Short exercise: Rewrite every line of the listing below as a Markdown table with two columns, Row and Line. Number the rows in order and leave out blank lines.

[Dataset records]
◆ ◆ ◆ ◆ ◆ ◆ ◆

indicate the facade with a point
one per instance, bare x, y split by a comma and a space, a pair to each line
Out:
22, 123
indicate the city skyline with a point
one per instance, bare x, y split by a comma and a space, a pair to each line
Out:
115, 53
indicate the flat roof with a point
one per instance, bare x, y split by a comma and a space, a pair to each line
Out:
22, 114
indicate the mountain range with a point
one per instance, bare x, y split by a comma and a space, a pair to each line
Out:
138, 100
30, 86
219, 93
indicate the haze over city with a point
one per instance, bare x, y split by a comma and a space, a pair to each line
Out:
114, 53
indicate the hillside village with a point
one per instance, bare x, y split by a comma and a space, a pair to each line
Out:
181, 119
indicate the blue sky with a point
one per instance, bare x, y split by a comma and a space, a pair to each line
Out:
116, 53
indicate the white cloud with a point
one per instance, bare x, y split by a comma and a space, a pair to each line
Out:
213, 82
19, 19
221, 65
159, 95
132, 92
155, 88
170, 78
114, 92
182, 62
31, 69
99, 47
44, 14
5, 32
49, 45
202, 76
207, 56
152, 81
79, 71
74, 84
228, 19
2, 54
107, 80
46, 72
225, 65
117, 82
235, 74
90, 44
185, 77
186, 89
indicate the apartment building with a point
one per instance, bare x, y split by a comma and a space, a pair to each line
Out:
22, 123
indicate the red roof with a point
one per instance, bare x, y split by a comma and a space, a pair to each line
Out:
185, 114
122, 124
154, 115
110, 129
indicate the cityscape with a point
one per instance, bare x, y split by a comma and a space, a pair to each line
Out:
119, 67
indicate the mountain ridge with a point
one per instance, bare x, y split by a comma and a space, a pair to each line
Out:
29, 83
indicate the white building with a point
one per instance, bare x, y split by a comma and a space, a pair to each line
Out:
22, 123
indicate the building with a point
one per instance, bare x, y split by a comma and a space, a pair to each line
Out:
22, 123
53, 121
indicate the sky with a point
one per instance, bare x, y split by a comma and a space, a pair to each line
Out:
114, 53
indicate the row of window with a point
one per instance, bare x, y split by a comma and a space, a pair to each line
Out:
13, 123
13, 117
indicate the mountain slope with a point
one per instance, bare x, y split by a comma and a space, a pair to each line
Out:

◆ ◆ ◆ ◆ ◆ ◆ ◆

Solution for this problem:
| Row | Line |
|---|---|
| 1 | indicate the facade with a point |
| 2 | one per instance, bare x, y split by a comma and a space, a pair to each line |
| 3 | Out: |
| 4 | 22, 123 |
| 5 | indicate the city skyline with a point |
| 6 | one per instance, bare x, y split by a comma and a space, a pair to each line |
| 7 | Out: |
| 8 | 115, 53 |
| 9 | indicate the flat roof with a point |
| 10 | one per instance, bare x, y split by a comma and a space, a pair to each line |
| 11 | Out: |
| 12 | 22, 114 |
| 13 | indicate the mountain range with a point |
| 14 | one per instance, bare x, y split by a comma and a space, a pair to each line |
| 15 | Out: |
| 16 | 138, 100 |
| 17 | 30, 86 |
| 18 | 219, 93 |
| 19 | indicate the haze over city with a point |
| 20 | one per instance, bare x, y split by a comma and a space, a pair to each line |
| 21 | Out: |
| 22 | 114, 53 |
| 23 | indicate the hillside village with a point |
| 24 | one per instance, bare x, y split by a comma and a space, a pair to each line |
| 25 | Out: |
| 26 | 181, 119 |
| 27 | indicate the blue sky with a point |
| 28 | one per instance, bare x, y split by a comma and a space, a pair to each line |
| 29 | Out: |
| 30 | 116, 53 |
| 31 | indicate the white cloud with a point |
| 32 | one per instance, bare x, y split by a comma and a space, a pair to each line |
| 33 | Out: |
| 34 | 213, 82 |
| 35 | 19, 19 |
| 36 | 221, 65 |
| 37 | 159, 95 |
| 38 | 132, 92 |
| 39 | 155, 88 |
| 40 | 170, 78 |
| 41 | 114, 92 |
| 42 | 182, 62 |
| 43 | 31, 69 |
| 44 | 99, 47 |
| 45 | 44, 14 |
| 46 | 5, 32 |
| 47 | 49, 45 |
| 48 | 202, 76 |
| 49 | 207, 56 |
| 50 | 152, 81 |
| 51 | 79, 71 |
| 52 | 74, 84 |
| 53 | 228, 19 |
| 54 | 2, 54 |
| 55 | 107, 80 |
| 56 | 46, 72 |
| 57 | 225, 65 |
| 58 | 117, 82 |
| 59 | 235, 74 |
| 60 | 90, 44 |
| 61 | 185, 77 |
| 62 | 186, 89 |
| 63 | indicate the apartment building with a point |
| 64 | one per instance, bare x, y split by a comma and a space, a pair to each line |
| 65 | Out: |
| 66 | 22, 123 |
| 67 | indicate the red roof with a point |
| 68 | one per instance, bare x, y split by a comma and a space, a pair to each line |
| 69 | Out: |
| 70 | 185, 114 |
| 71 | 122, 124 |
| 72 | 154, 115 |
| 73 | 110, 129 |
| 74 | indicate the cityscape with a point |
| 75 | one per instance, bare x, y split by a comma and a space, a pair to each line |
| 76 | Out: |
| 77 | 119, 67 |
| 78 | indicate the mountain ridge with a point |
| 79 | one per instance, bare x, y split by a comma and a space, a pair to each line |
| 80 | Out: |
| 81 | 29, 83 |
| 82 | indicate the white building with a point |
| 83 | one per instance, bare x, y split by a comma and a space, a pair to each line |
| 84 | Out: |
| 85 | 22, 123 |
| 86 | indicate the building with a point |
| 87 | one per instance, bare x, y split by a comma and a space, a pair to each line |
| 88 | Out: |
| 89 | 22, 123 |
| 90 | 53, 121 |
| 91 | indicate the sky with a point |
| 92 | one per instance, bare x, y split by a comma and a space, a pair to each line |
| 93 | Out: |
| 94 | 114, 53 |
| 95 | indicate the row of window with a point |
| 96 | one per instance, bare x, y split by a comma and a space, a pair to each line |
| 97 | Out: |
| 98 | 13, 123 |
| 99 | 13, 117 |
| 100 | indicate the mountain slope with a point |
| 101 | one per instance, bare x, y split by a comma and a space, a pair to each line |
| 102 | Out: |